- Task a: From the listing, pull out every line that contains the string "covered", matching case exactly.

- Selected passage:
══════════
In a recent judgement (19 December 2019), the Court of Justice of the European Union clarifies that an airline’s liability for scalding (burns) caused by hot coffee that tipped over on a flight for unknown reasons does not require that a hazard typically associated with flight materialised.

In the present case, a young girl seeks compensation from the (insolvent) Austrian airline Niki Luftfahrt GmbH on account of scalding that she suffered when, on a flight from Palma de Mallorca (Spain) to Vienna (Austria), the hot coffee that had been served to her father and placed on his folding table tray tipped over for unknown reasons. The airline contends that it not liable for what occurred since it was not an accident within the meaning of the Montreal Convention (1), which governs the liability of airlines in the event of accidents.

The airline argued that that concept requires the materialisation of a hazard typically associated with flight, a condition that was not fulfilled in the present case. It could not be established whether the cup of coffee tipped over due to a defect in the folding tray table or due to vibration of the aircraft. The Oberster Gerichtshof (Supreme Court, Austria) asked the Court to clarify the concept of ‘accident’ within the meaning of the Montreal Convention, which does not define it.
══════════
- Data supplied:
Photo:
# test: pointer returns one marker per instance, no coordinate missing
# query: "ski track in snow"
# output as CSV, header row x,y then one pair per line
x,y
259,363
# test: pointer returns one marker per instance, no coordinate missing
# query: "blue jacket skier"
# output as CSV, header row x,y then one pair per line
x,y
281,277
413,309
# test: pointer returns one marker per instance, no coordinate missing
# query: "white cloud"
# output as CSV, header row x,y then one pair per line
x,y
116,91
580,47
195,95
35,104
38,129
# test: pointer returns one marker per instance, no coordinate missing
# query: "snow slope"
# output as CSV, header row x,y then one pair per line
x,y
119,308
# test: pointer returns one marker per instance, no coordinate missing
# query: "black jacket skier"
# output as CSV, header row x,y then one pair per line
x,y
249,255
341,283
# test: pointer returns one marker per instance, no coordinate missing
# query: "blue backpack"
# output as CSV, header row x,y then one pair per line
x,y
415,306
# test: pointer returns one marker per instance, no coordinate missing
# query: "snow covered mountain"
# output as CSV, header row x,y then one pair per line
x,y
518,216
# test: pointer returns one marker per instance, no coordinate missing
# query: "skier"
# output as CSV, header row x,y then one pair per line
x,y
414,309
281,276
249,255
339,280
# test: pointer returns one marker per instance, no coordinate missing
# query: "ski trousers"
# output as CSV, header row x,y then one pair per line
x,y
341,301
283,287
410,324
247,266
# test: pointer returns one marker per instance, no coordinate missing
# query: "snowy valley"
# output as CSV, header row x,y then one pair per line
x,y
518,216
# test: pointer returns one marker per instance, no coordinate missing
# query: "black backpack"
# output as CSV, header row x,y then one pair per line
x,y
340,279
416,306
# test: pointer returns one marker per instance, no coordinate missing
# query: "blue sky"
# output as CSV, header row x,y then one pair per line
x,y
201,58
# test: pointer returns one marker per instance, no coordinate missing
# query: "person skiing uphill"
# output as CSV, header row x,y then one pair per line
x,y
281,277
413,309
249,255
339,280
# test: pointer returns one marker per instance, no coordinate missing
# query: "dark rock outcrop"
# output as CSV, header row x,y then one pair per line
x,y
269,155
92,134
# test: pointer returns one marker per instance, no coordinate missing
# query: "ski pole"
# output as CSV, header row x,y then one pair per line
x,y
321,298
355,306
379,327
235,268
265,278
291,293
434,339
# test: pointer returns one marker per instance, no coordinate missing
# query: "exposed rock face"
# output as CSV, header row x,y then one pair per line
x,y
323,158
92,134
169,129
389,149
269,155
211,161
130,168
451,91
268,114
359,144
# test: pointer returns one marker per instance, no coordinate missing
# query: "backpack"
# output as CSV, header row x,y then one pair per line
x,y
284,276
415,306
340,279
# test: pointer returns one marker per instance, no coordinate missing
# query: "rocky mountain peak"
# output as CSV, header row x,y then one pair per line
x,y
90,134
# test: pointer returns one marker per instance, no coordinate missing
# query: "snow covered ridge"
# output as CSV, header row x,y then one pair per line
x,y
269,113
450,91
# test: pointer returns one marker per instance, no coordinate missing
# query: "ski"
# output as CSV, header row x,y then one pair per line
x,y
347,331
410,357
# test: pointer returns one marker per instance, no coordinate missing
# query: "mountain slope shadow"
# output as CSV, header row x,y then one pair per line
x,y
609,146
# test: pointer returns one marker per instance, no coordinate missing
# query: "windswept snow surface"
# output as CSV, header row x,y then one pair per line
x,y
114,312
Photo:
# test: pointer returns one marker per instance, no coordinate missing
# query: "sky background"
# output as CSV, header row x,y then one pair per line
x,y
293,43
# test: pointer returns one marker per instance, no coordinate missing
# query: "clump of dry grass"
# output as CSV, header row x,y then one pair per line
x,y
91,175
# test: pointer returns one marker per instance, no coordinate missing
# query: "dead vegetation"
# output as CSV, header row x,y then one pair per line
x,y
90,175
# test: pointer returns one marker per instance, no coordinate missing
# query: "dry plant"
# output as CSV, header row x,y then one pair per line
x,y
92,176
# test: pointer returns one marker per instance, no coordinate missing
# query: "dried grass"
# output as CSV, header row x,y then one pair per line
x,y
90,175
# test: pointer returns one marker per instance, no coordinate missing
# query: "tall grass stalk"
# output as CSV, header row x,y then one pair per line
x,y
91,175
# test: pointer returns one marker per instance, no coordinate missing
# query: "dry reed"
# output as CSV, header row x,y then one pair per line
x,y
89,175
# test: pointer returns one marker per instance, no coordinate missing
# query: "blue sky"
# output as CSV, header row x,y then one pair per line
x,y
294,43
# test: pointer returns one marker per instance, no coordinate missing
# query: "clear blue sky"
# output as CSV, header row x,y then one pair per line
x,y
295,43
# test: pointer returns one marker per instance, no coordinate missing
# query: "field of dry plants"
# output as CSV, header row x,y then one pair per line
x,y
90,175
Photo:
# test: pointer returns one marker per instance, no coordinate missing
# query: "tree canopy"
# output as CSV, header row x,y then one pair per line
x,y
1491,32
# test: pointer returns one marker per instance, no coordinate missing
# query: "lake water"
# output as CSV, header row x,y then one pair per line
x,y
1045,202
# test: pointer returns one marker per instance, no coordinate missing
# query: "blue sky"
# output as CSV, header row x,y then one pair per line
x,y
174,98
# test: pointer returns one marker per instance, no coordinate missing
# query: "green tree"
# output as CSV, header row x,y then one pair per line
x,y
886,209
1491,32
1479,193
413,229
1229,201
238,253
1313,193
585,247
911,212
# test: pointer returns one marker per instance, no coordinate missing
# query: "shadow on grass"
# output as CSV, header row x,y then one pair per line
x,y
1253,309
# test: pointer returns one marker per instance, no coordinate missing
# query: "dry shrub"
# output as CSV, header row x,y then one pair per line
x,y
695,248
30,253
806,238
══════════
- Task b: Write the next part of the passage on the coffee-scalding case against the airline, starting after its last sentence.

- Reply a:
# query: "snow covered mountain"
# query: "snow covered ridge"

- Reply b:
According to the Court, the ordinary meaning given to the concept of ‘accident’ is that of an unforeseen, harmful and involuntary event. Furthermore, the Court notes in particular that the Montreal Convention is intended to lay down a system of strict liability for airlines while maintaining an ‘equitable balance of interests’.

The Court concludes that both the ordinary meaning of the concept of ‘accident’ and the objectives of the Montreal Convention preclude subjecting the liability of airlines to the condition that the damage is due to the materialisation of a hazard typically associated with aviation or to there being a connection between the ‘accident’ and the operation or movement of the aircraft. The Court recalls that the Montreal Convention allows airlines to exclude or limit their liability. An airline may be exonerated from its liability or limit it by proving that the passenger himself caused or contributed to the damage. In addition, an airline may limit its liability to 100 000 ‘Special Drawing Rights’ (2) by proving that the damage was not caused by its negligence or that it was caused solely by the negligence of a third party.

The Court, therefore, answers the Oberster Gerichtshof that the concept of ‘accident’ at issue covers all situations occurring on board an aircraft in which an object used when serving passengers has caused bodily injury to a passenger, without it being necessary to examine whether those situations stem from a hazard typically associated with aviation.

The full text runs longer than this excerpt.